* Exercise aim
Continue the forum thread about a laptop headphone jack not working under FreeBSD, starting right after its last line.

* Source passage
# Speakers and headphone jack trouble



## FlyinDutchmann (Dec 19, 2010)

Hello 8)
I have been using FreeBSD for some time, and have a problem that is more annoying than problematic, and have sought answers since january on how to solve it but to no avail. I have a compaq running Windows and FreeBSD both, with some speakers that plug into the headphone jack, which is located on the front of the laptop. FreeBSD does not detect the jack,I show 3 sound cards and have tested all 3. sound only comes from the on board laptop speakers, and I cannot seem to figure out how to route the sound to the jack on the front of the laptop. Any suggestions?


----------



## Deleted member 9563 (Dec 19, 2010)

Does the jack work when you are in Windows?


----------



## FlyinDutchmann (Dec 19, 2010)

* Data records
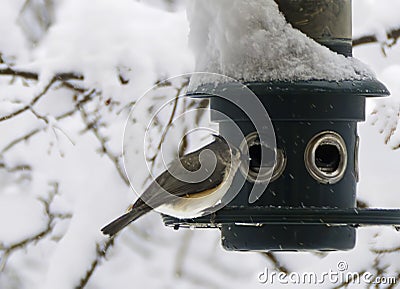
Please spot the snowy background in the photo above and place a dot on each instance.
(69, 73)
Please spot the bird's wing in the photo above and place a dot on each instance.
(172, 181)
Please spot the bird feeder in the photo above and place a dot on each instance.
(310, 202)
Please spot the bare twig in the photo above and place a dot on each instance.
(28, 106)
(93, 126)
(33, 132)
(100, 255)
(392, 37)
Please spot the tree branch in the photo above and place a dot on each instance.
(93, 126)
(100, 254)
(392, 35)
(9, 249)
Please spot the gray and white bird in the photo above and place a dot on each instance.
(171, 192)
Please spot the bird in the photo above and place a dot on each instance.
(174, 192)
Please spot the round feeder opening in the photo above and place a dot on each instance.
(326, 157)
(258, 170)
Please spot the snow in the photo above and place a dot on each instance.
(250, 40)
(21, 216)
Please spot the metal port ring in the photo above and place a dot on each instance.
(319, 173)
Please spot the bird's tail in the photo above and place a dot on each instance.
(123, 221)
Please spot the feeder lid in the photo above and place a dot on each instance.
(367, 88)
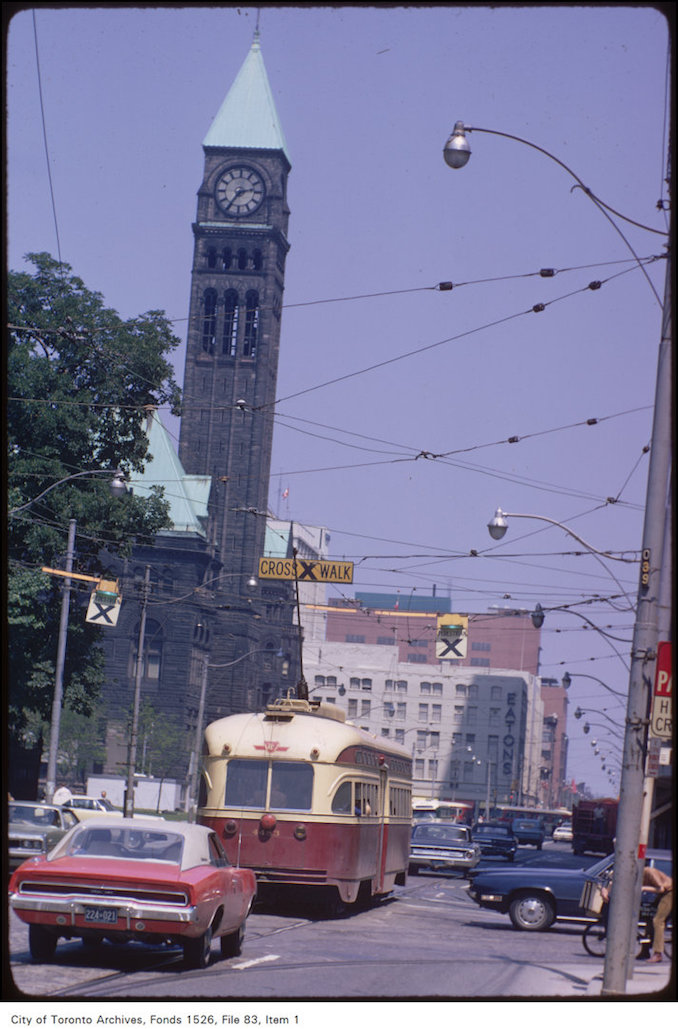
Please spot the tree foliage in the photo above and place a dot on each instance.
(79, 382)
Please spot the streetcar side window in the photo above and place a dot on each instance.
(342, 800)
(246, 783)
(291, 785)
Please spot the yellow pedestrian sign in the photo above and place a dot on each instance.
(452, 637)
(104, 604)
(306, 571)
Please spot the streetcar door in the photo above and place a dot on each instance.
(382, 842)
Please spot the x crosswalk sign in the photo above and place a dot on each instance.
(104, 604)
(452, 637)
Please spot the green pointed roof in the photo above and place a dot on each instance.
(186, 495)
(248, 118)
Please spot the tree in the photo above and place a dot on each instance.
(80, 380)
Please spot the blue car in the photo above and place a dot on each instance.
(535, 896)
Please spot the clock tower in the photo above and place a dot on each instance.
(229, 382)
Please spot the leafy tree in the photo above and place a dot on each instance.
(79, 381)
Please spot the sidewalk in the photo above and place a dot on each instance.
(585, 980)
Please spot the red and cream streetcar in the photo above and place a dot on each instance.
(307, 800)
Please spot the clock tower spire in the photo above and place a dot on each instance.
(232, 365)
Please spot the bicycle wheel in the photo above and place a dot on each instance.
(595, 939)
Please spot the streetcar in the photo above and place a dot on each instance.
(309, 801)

---

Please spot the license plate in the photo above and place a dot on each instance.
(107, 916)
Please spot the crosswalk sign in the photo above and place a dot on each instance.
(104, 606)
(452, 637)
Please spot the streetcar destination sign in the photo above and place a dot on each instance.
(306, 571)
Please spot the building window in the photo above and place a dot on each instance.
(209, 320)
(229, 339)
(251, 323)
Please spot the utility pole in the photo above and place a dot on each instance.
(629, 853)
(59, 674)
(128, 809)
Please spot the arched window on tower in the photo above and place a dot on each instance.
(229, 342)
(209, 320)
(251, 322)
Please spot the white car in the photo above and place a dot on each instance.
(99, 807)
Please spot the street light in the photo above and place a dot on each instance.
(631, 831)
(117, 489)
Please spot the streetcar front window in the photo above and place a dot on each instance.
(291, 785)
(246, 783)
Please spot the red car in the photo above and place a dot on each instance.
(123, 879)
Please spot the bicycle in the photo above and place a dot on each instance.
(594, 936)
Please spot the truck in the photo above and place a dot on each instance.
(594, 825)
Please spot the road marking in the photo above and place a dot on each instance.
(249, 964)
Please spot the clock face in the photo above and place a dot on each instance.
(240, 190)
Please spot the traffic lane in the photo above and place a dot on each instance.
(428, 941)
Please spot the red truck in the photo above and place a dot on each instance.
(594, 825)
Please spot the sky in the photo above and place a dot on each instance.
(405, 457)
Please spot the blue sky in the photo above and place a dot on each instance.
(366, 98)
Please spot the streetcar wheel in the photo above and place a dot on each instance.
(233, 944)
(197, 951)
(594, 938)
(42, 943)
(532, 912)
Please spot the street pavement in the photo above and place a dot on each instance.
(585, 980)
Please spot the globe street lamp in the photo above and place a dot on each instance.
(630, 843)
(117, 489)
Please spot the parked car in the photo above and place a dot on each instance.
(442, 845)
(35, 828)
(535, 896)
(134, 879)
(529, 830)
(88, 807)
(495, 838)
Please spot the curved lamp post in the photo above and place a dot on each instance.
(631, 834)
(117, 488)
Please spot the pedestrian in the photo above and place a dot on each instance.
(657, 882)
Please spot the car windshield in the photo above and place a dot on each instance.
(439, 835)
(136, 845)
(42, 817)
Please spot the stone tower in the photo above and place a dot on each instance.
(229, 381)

* Output of the exercise
Yes, it does.....It also works with Ubuntu Linux, mandriva, centos, OSX, etc etc.....I have used almost every os out there, and prefer FreeBSD over them all. I just would like to get the speakers working with it so I could stop using Windows altogether.:e


----------



## wblock@ (Dec 19, 2010)

This thread may be helpful.  Of course the values will probably be different on your machine.  See snd_hda(4).


----------



## FlyinDutchmann (Dec 19, 2010)

I dont know how to add hints 8(


----------



## FlyinDutchmann (Dec 19, 2010)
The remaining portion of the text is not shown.